Report every line in the records that contains the word "with", copying each such line in full.

# # # #

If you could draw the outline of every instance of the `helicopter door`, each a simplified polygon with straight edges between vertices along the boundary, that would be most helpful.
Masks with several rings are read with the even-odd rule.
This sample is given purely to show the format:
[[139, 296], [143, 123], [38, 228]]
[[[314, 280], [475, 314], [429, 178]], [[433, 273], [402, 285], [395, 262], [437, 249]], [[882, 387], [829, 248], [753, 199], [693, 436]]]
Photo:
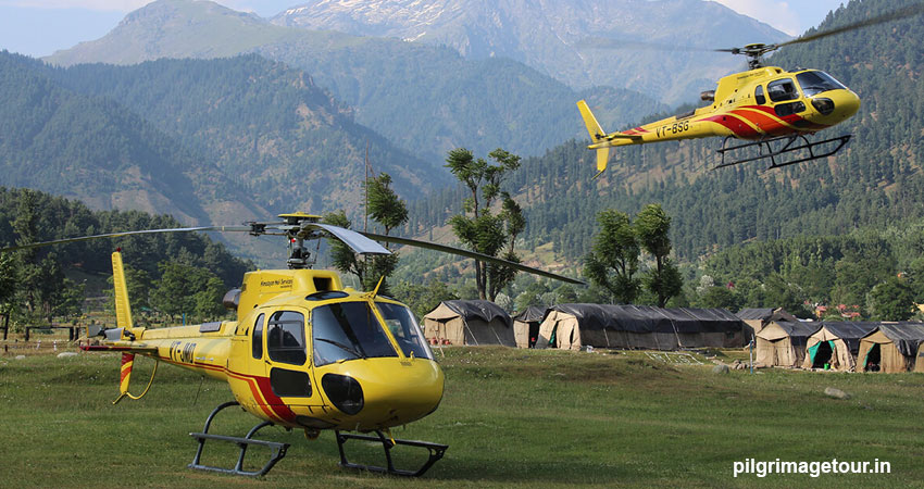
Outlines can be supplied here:
[[[274, 312], [266, 321], [264, 335], [264, 362], [273, 393], [280, 398], [310, 398], [313, 389], [309, 365], [305, 364], [308, 343], [304, 314], [296, 311]], [[257, 341], [254, 348], [255, 344]]]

# # # #

▶ **EXPECTED ANSWER**:
If you could draw the outline of every instance of the `helicopter door`, each a simplified polygon with straight edges between vertices along the boundary, that would be most helpful.
Masks with several rings are read with the even-odd rule.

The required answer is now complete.